Answer these questions from the hydrogel methods text below:
1. Which company supplied the polyvinyl alcohol?
2. How much GA reagent was added to the PVA and starch mixture?
3. What cross-head speed was used for the tensile tests?

--- DOCUMENT SECTION Enclosed Below ---

Corn starch (CS), salicylic acid (SA), ethanol and glutaraldehyde (GA) were obtained from Loba-Chemie Indoaustranal Co., Mumbai, India. Polyvinyl alcohol (PVA), mol. wt. 125000, was obtained from s.d. fine- chem. limited, Mumbai, India. Hydrochloric acid 35% pure was obtained from Merck Limited, Mumbai, India. Double distilled water was used throughout the study. GA reagent was prepared by mixing 0.5ml of GA in a solution mixture of 10ml ethanol and 0.05ml Hydrochloric acid.

Preparation of hydrogels

Fifty ml of 10% PVA solution was taken in a beaker. To the PVA solution 50ml of 5% starch suspension in water was added with constant stirring to get a homogeneous mixture. To this mixture GA reagent (10.55ml) was added with constant stirring. Care was taken to eliminate entrapment of air bubbles during mixing and the mixture was used to obtain a membrane by the conventional solution casting method. The membrane was dried at room temperature. The membrane so obtained was named as CSPVA(rt).

Both the membranes were washed thoroughly with distilled water to wash off the hydrochloric acid and GA, if any. Then the membranes were dried at room temperature.

Characterization

Corn starch (CS) and PVA were subjected to FTIR spectroscopy in the range of 4000-400cm^-1 as KBr pellets and the membrane was subjected to Attenuated Total Reflectance FTIR (ATR) spectroscopy in the range of 4000-400cm^-1. FTIR spectrophotometer (NEXUS –870, Thermo Nicolet Corporation) was used for the study.

The raw materials and the patches were subjected to X-ray diffraction (XRD-PW 1700, Philips, USA) using CuKα radiation generated at 40KV and 40 mA; the range of diffraction angle was 10.00-70.00^o 2θ.

The tensile strengths of the membranes were determined in the Hounsfield H10KS tensile testing machine. The following test conditions were maintained:

a)       Cross-Head Speed: 50mm/min
b)       Temperature: 18^oC and
c)       Relative Humidity: 60%.

--- End of Enclosed DOCUMENT SECTION ---
--- DATA Enclosed Below ---

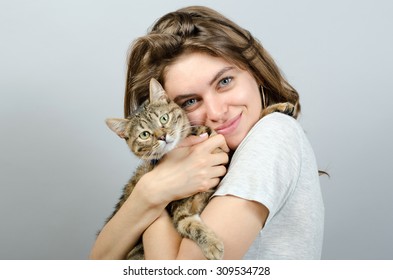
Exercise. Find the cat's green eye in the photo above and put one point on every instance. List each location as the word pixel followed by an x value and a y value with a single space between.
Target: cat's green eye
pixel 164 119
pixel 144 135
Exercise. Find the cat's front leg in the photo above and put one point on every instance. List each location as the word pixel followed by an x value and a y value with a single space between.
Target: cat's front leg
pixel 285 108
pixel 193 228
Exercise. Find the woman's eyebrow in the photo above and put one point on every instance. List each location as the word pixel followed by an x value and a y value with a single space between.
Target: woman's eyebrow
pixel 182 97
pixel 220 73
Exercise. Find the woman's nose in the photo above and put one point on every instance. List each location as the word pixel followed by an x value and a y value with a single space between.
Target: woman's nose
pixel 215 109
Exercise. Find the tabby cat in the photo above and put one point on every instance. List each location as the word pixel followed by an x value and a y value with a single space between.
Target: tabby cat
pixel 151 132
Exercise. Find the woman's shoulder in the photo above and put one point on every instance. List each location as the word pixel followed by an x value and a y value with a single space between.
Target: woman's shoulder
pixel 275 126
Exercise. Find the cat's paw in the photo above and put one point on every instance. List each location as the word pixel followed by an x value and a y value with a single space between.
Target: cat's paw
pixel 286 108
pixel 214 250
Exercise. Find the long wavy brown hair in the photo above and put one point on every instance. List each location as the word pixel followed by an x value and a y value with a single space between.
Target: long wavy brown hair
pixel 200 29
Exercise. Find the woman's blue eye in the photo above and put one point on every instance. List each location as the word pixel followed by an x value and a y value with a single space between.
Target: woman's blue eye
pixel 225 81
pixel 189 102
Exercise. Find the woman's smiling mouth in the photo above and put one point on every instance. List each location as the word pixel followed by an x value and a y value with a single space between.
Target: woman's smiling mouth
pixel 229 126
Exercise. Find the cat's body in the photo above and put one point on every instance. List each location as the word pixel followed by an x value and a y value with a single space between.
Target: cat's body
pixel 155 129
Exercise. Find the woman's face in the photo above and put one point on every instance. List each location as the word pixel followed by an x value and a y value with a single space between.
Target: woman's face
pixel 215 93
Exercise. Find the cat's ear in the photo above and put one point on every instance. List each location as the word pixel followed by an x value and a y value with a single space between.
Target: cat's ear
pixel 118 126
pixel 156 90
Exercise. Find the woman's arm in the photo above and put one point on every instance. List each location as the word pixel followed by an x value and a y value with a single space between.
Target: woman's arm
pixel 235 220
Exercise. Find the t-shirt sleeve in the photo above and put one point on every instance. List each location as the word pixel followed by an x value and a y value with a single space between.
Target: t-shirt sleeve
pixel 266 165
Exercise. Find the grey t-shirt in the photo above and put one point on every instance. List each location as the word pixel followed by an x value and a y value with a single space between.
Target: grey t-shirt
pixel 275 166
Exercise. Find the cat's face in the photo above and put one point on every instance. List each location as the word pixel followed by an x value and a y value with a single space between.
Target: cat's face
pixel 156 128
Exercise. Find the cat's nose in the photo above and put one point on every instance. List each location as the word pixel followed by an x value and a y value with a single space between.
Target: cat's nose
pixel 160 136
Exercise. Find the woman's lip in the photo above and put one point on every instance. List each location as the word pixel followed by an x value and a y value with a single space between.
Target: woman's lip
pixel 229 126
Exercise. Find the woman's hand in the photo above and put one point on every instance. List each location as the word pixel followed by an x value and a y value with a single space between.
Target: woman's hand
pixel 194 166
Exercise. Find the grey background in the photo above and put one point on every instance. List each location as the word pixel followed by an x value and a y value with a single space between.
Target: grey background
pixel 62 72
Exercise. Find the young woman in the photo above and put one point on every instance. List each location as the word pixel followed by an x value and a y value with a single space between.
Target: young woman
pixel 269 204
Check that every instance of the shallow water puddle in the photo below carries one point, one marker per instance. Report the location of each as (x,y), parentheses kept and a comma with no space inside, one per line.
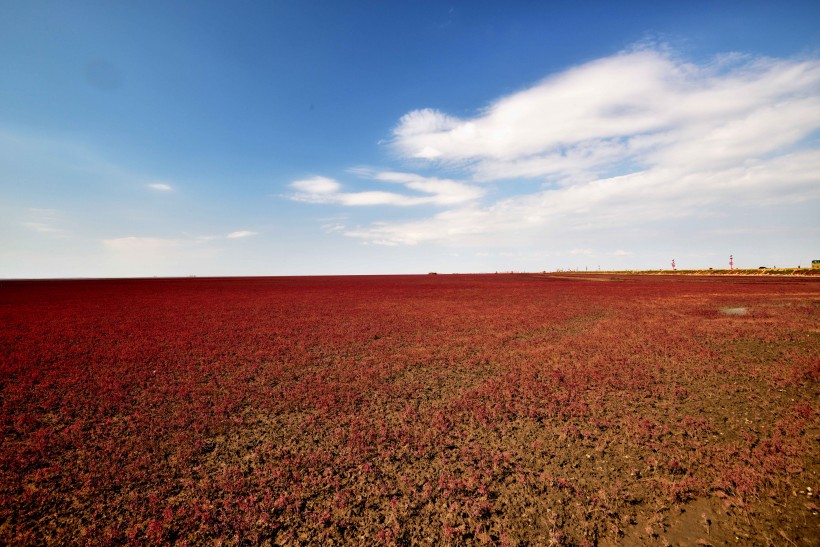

--- End of Enclosed DATA ---
--- DATA Enclosed Below ---

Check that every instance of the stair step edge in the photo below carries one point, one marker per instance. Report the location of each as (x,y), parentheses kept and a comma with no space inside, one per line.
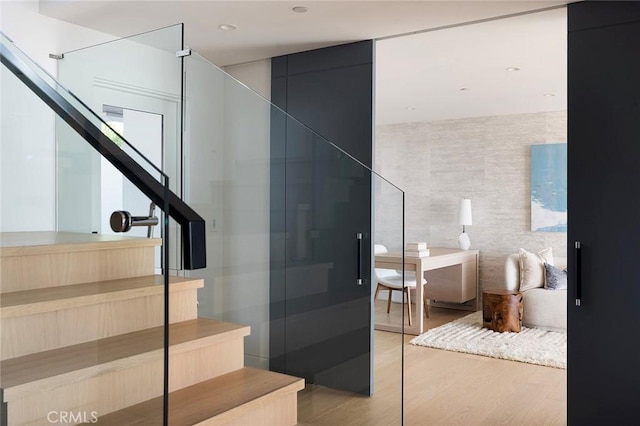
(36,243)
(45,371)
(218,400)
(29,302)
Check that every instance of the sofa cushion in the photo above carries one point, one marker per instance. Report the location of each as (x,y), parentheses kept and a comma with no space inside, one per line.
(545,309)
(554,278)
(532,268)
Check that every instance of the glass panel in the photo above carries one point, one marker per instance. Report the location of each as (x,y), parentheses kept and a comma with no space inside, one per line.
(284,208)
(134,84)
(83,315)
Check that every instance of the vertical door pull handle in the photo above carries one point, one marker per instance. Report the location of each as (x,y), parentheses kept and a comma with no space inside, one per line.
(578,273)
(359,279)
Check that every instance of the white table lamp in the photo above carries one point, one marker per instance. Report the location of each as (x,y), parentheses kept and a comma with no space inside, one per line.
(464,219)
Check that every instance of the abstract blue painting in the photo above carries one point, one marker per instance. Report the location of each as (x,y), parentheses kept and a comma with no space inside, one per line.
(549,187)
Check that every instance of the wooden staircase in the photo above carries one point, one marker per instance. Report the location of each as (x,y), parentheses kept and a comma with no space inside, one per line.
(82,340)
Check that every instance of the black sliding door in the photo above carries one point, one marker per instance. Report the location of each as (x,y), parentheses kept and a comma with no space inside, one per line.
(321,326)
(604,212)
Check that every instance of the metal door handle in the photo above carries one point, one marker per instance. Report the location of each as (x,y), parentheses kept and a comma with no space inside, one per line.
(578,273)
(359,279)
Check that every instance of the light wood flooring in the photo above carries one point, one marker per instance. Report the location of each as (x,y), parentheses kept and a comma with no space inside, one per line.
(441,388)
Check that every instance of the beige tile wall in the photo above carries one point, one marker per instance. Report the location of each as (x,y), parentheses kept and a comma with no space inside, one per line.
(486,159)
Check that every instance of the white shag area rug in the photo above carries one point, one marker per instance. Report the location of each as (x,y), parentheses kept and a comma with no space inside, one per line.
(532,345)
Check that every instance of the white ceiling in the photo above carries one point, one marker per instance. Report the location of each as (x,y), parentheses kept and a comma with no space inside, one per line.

--- End of Enclosed DATA ---

SOLUTION FOR THIS EXERCISE:
1. s.d. fine-chem. limited, Mumbai, India
2. 10.55 ml
3. 50 mm/min